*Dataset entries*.
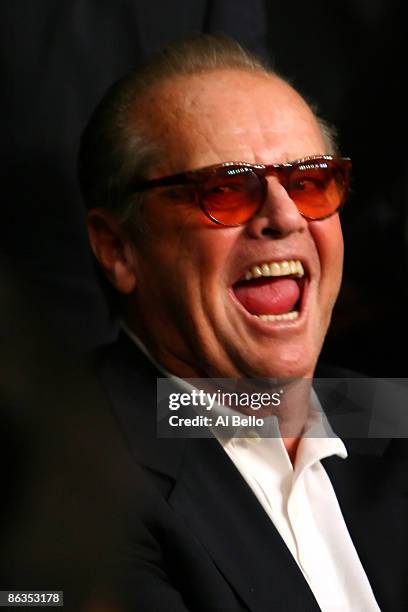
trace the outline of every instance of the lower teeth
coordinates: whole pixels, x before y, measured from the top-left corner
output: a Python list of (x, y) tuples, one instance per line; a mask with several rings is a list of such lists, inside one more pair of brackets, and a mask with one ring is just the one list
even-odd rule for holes
[(294, 321), (299, 316), (299, 312), (297, 310), (292, 310), (292, 312), (285, 312), (284, 314), (263, 314), (263, 315), (255, 315), (258, 319), (262, 319), (263, 321)]

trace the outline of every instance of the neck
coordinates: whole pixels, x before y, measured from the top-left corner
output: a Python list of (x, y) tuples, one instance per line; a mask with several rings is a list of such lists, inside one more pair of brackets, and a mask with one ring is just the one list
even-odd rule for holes
[(205, 378), (207, 376), (203, 370), (196, 367), (192, 359), (189, 359), (189, 355), (183, 355), (182, 352), (177, 354), (174, 350), (167, 348), (168, 346), (179, 346), (177, 337), (166, 338), (166, 342), (157, 341), (155, 335), (150, 334), (149, 330), (140, 324), (141, 320), (142, 318), (137, 316), (136, 309), (129, 309), (124, 322), (127, 329), (144, 345), (150, 359), (159, 364), (160, 369), (179, 378)]
[(299, 438), (282, 438), (283, 444), (285, 445), (286, 452), (289, 455), (289, 459), (292, 465), (295, 465), (296, 453), (300, 442)]
[[(196, 366), (190, 365), (187, 360), (183, 360), (177, 355), (167, 351), (160, 344), (149, 342), (149, 337), (143, 333), (139, 325), (135, 325), (133, 321), (126, 323), (128, 330), (135, 334), (136, 337), (143, 343), (148, 357), (156, 362), (156, 367), (166, 370), (179, 378), (202, 378), (206, 379), (207, 385), (212, 385), (211, 378), (204, 371), (200, 371)], [(216, 376), (214, 376), (216, 378)], [(234, 377), (232, 377), (234, 378)], [(236, 376), (240, 380), (239, 387), (241, 391), (247, 391), (249, 394), (258, 393), (261, 391), (282, 391), (280, 394), (279, 406), (273, 408), (261, 408), (257, 411), (256, 416), (264, 417), (274, 414), (279, 420), (279, 428), (282, 435), (282, 440), (292, 464), (295, 463), (296, 452), (299, 446), (300, 439), (305, 429), (311, 411), (311, 385), (312, 377), (298, 378), (292, 380), (271, 379), (271, 386), (264, 386), (264, 382), (259, 384), (257, 379), (246, 379), (244, 375)], [(206, 386), (207, 386), (206, 385)], [(206, 389), (207, 391), (209, 389)], [(231, 406), (234, 408), (234, 406)], [(235, 407), (236, 408), (236, 407)], [(239, 408), (241, 412), (248, 415), (254, 415), (250, 408)]]

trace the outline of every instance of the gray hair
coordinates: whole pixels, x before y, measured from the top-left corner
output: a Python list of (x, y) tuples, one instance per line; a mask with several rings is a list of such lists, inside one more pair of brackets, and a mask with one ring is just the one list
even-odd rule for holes
[[(79, 150), (79, 182), (88, 208), (105, 208), (118, 213), (122, 222), (129, 211), (142, 214), (140, 194), (128, 195), (129, 185), (146, 178), (148, 169), (160, 159), (161, 151), (151, 142), (130, 111), (154, 85), (172, 77), (231, 69), (277, 73), (260, 59), (224, 36), (201, 34), (170, 44), (141, 69), (125, 76), (105, 94), (86, 126)], [(279, 76), (279, 75), (277, 75)], [(335, 153), (335, 132), (317, 117), (327, 153)], [(139, 203), (139, 206), (134, 205)]]

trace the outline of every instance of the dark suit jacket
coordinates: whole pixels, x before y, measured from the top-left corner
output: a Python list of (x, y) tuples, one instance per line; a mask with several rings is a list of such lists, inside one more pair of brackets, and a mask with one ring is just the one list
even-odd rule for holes
[[(215, 439), (157, 439), (160, 373), (126, 337), (98, 373), (137, 464), (118, 572), (127, 609), (319, 610), (282, 538)], [(327, 375), (327, 372), (326, 372)], [(323, 461), (384, 611), (408, 609), (408, 476), (404, 440), (348, 440)]]

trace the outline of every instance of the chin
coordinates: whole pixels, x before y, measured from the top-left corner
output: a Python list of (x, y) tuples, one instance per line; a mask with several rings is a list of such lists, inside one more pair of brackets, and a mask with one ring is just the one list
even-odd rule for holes
[(264, 357), (257, 355), (252, 363), (247, 362), (244, 371), (253, 378), (311, 378), (316, 361), (315, 356), (305, 355), (303, 350), (285, 351), (280, 355), (275, 351)]

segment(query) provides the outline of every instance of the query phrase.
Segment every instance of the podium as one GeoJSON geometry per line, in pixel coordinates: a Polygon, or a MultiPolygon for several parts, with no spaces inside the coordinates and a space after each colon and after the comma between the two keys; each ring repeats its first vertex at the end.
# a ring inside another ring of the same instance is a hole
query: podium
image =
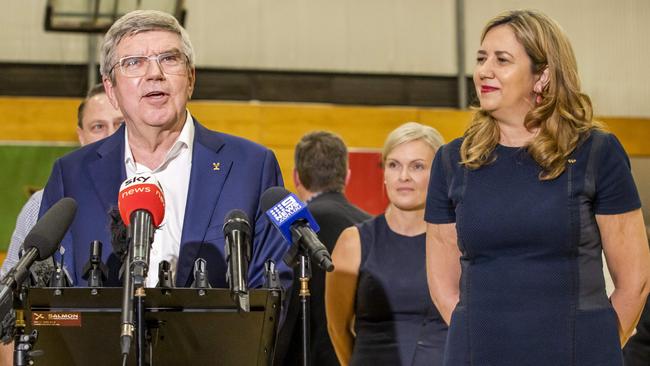
{"type": "MultiPolygon", "coordinates": [[[[121,365],[122,289],[29,289],[25,332],[38,330],[41,365],[121,365]]],[[[228,289],[146,289],[152,365],[271,365],[280,291],[250,291],[240,313],[228,289]]],[[[129,365],[135,365],[131,347],[129,365]]]]}

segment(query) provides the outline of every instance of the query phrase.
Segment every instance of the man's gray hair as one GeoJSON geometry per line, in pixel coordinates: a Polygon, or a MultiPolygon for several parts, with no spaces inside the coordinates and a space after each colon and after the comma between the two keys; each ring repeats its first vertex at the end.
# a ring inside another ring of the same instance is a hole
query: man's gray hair
{"type": "Polygon", "coordinates": [[[102,43],[101,61],[99,72],[102,76],[108,77],[115,81],[115,77],[109,75],[111,67],[117,62],[116,49],[117,45],[124,37],[133,36],[142,32],[149,31],[168,31],[178,34],[181,38],[181,52],[187,57],[188,67],[194,68],[194,48],[190,42],[190,36],[187,34],[176,18],[158,10],[135,10],[125,14],[118,19],[104,36],[102,43]]]}

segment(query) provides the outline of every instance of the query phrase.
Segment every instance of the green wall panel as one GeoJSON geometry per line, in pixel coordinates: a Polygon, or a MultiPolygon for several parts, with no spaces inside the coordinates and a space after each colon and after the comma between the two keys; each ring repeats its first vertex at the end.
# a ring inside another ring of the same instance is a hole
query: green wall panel
{"type": "Polygon", "coordinates": [[[0,250],[9,246],[29,191],[45,186],[54,161],[74,146],[0,145],[0,250]]]}

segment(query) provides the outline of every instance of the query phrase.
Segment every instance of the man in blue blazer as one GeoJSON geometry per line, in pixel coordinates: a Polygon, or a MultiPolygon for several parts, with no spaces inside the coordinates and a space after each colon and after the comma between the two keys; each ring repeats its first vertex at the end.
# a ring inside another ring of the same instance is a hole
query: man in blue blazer
{"type": "MultiPolygon", "coordinates": [[[[147,286],[157,282],[158,263],[171,263],[177,286],[190,286],[197,258],[207,261],[210,284],[227,287],[224,217],[241,209],[254,235],[250,287],[264,282],[264,262],[279,264],[288,244],[260,211],[261,194],[282,185],[269,149],[210,131],[186,109],[195,82],[194,52],[175,18],[158,11],[126,14],[109,29],[100,72],[111,103],[125,119],[114,135],[59,159],[41,205],[43,214],[62,197],[74,198],[77,215],[62,242],[74,285],[85,285],[83,267],[92,240],[111,242],[108,213],[117,206],[121,183],[136,174],[156,177],[165,195],[165,219],[154,235],[147,286]]],[[[103,260],[117,282],[120,263],[109,250],[103,260]]]]}

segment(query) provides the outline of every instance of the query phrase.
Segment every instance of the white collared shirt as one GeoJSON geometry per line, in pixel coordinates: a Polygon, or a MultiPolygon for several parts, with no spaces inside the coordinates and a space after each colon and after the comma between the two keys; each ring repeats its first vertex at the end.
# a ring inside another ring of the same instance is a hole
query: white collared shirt
{"type": "Polygon", "coordinates": [[[190,112],[186,111],[186,113],[185,125],[183,125],[178,139],[167,152],[162,164],[154,170],[138,164],[133,159],[129,146],[129,135],[128,133],[124,134],[124,165],[127,178],[132,178],[136,174],[151,174],[162,186],[165,196],[165,218],[154,233],[153,245],[149,253],[147,287],[155,287],[158,283],[158,265],[163,260],[171,264],[172,273],[176,278],[194,143],[194,121],[190,112]]]}

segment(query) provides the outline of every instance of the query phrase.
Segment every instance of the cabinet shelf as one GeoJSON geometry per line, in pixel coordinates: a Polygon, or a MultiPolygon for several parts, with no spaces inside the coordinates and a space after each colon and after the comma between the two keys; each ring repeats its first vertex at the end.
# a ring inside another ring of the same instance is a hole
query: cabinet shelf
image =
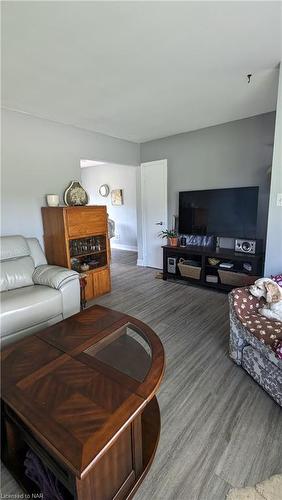
{"type": "Polygon", "coordinates": [[[247,269],[244,268],[237,269],[236,267],[231,267],[228,269],[227,267],[219,267],[219,265],[212,266],[210,264],[206,264],[205,268],[213,269],[215,271],[229,271],[230,273],[243,273],[243,274],[248,274],[250,276],[252,275],[256,276],[256,273],[254,273],[253,271],[247,271],[247,269]]]}
{"type": "Polygon", "coordinates": [[[79,259],[80,257],[88,257],[89,255],[97,255],[99,253],[106,253],[107,250],[93,250],[92,252],[80,253],[78,255],[71,255],[71,259],[79,259]]]}

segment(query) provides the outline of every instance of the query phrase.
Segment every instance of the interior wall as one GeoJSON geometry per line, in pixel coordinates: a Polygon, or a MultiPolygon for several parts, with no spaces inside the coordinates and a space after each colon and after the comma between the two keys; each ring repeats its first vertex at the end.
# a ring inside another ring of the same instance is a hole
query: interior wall
{"type": "Polygon", "coordinates": [[[277,196],[282,197],[282,65],[279,69],[278,99],[275,122],[274,151],[271,173],[267,240],[265,254],[265,276],[282,273],[282,206],[277,196]]]}
{"type": "Polygon", "coordinates": [[[60,195],[80,180],[80,159],[138,165],[140,147],[103,134],[33,116],[2,112],[1,234],[36,236],[42,242],[45,195],[60,195]]]}
{"type": "Polygon", "coordinates": [[[109,217],[115,221],[116,237],[111,239],[113,248],[137,250],[136,170],[134,166],[112,164],[81,169],[82,184],[90,196],[90,203],[106,205],[109,217]],[[99,194],[102,184],[110,188],[107,197],[99,194]],[[123,205],[112,205],[112,189],[122,189],[123,205]]]}
{"type": "Polygon", "coordinates": [[[265,239],[274,126],[272,112],[141,144],[142,163],[167,159],[169,225],[179,191],[258,185],[257,237],[265,239]]]}

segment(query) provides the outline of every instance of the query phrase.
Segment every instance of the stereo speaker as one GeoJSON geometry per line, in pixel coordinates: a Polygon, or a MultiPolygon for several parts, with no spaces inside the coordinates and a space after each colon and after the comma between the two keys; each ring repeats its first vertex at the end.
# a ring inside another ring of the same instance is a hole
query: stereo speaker
{"type": "Polygon", "coordinates": [[[235,252],[249,253],[255,255],[261,251],[261,240],[235,240],[235,252]]]}
{"type": "Polygon", "coordinates": [[[167,259],[167,272],[176,274],[176,257],[168,257],[167,259]]]}

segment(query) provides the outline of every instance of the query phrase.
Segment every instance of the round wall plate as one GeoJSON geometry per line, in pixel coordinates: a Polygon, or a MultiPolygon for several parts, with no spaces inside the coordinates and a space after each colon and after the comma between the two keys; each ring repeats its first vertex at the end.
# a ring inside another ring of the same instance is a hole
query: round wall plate
{"type": "Polygon", "coordinates": [[[99,187],[99,194],[101,196],[108,196],[109,195],[109,192],[110,192],[110,188],[108,186],[108,184],[102,184],[102,186],[99,187]]]}

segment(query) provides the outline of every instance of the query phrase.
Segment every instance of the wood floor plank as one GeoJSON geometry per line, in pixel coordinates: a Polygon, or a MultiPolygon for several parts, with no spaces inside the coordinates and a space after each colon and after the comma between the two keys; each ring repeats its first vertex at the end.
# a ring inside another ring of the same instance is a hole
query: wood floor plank
{"type": "Polygon", "coordinates": [[[232,486],[243,486],[245,483],[255,484],[262,477],[281,473],[281,470],[281,410],[278,405],[273,408],[271,401],[256,394],[251,408],[244,409],[236,421],[216,473],[232,486]],[[280,449],[273,446],[274,442],[280,443],[280,449]],[[246,457],[249,456],[250,443],[252,460],[249,461],[246,457]],[[262,460],[262,455],[267,459],[262,460]]]}
{"type": "Polygon", "coordinates": [[[166,351],[160,443],[134,498],[224,500],[281,472],[281,409],[228,356],[227,295],[156,279],[133,252],[112,256],[112,292],[93,303],[145,321],[166,351]]]}

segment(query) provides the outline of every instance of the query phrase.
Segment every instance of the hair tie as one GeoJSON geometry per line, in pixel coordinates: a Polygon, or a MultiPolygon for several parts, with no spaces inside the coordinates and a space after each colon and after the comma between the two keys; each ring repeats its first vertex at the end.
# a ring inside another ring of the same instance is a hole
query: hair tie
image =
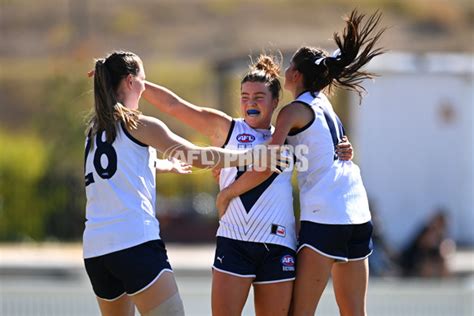
{"type": "Polygon", "coordinates": [[[338,49],[336,49],[334,52],[332,52],[331,56],[323,56],[323,57],[321,57],[321,58],[318,58],[318,59],[316,59],[316,60],[314,61],[314,63],[319,66],[319,65],[321,64],[321,62],[324,62],[324,60],[325,60],[326,58],[332,57],[332,58],[337,59],[337,58],[341,57],[341,55],[342,55],[342,54],[341,54],[341,50],[338,48],[338,49]]]}
{"type": "Polygon", "coordinates": [[[321,57],[321,58],[316,59],[316,60],[314,61],[314,63],[319,66],[319,64],[321,64],[321,62],[324,61],[325,59],[326,59],[326,57],[323,56],[323,57],[321,57]]]}
{"type": "Polygon", "coordinates": [[[338,49],[336,49],[335,51],[332,52],[331,57],[332,58],[339,58],[339,57],[341,57],[341,55],[342,55],[341,50],[338,48],[338,49]]]}

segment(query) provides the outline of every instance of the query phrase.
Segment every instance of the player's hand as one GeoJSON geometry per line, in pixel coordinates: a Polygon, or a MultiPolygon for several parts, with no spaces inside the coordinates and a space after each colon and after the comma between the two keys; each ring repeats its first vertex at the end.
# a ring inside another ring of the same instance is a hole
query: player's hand
{"type": "Polygon", "coordinates": [[[229,191],[224,189],[219,194],[217,194],[216,198],[216,208],[217,208],[217,216],[219,219],[224,216],[227,207],[229,207],[230,201],[232,200],[232,196],[230,196],[229,191]]]}
{"type": "Polygon", "coordinates": [[[191,173],[192,166],[182,162],[179,159],[174,157],[170,159],[157,159],[156,160],[156,169],[161,172],[171,172],[178,174],[188,174],[191,173]]]}
{"type": "Polygon", "coordinates": [[[270,169],[273,172],[282,173],[290,166],[289,157],[282,146],[258,145],[254,147],[251,154],[253,168],[258,171],[270,169]]]}
{"type": "Polygon", "coordinates": [[[95,69],[92,69],[92,70],[87,72],[87,77],[89,77],[89,78],[94,77],[94,75],[95,75],[95,69]]]}
{"type": "Polygon", "coordinates": [[[339,160],[352,160],[354,158],[352,144],[346,136],[342,137],[342,140],[336,146],[336,155],[339,160]]]}
{"type": "Polygon", "coordinates": [[[192,166],[176,158],[172,158],[173,167],[170,172],[178,174],[189,174],[192,173],[192,166]]]}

*The task*.
Of the lines above, extract only those from the line with "Segment every instance of the hair" to the line with "query: hair tie", both included, exactly as written.

*Completed exercise*.
Segment every instance of the hair tie as one GeoJSON geometry per line, in pixel coordinates: a Polygon, or a MultiPolygon for several parts, with no spaces inside the coordinates and a space after each colon and after the comma between the two keys; each ring repeats its first vertex at the end.
# a ring inside another ring of the same instance is a hole
query: hair tie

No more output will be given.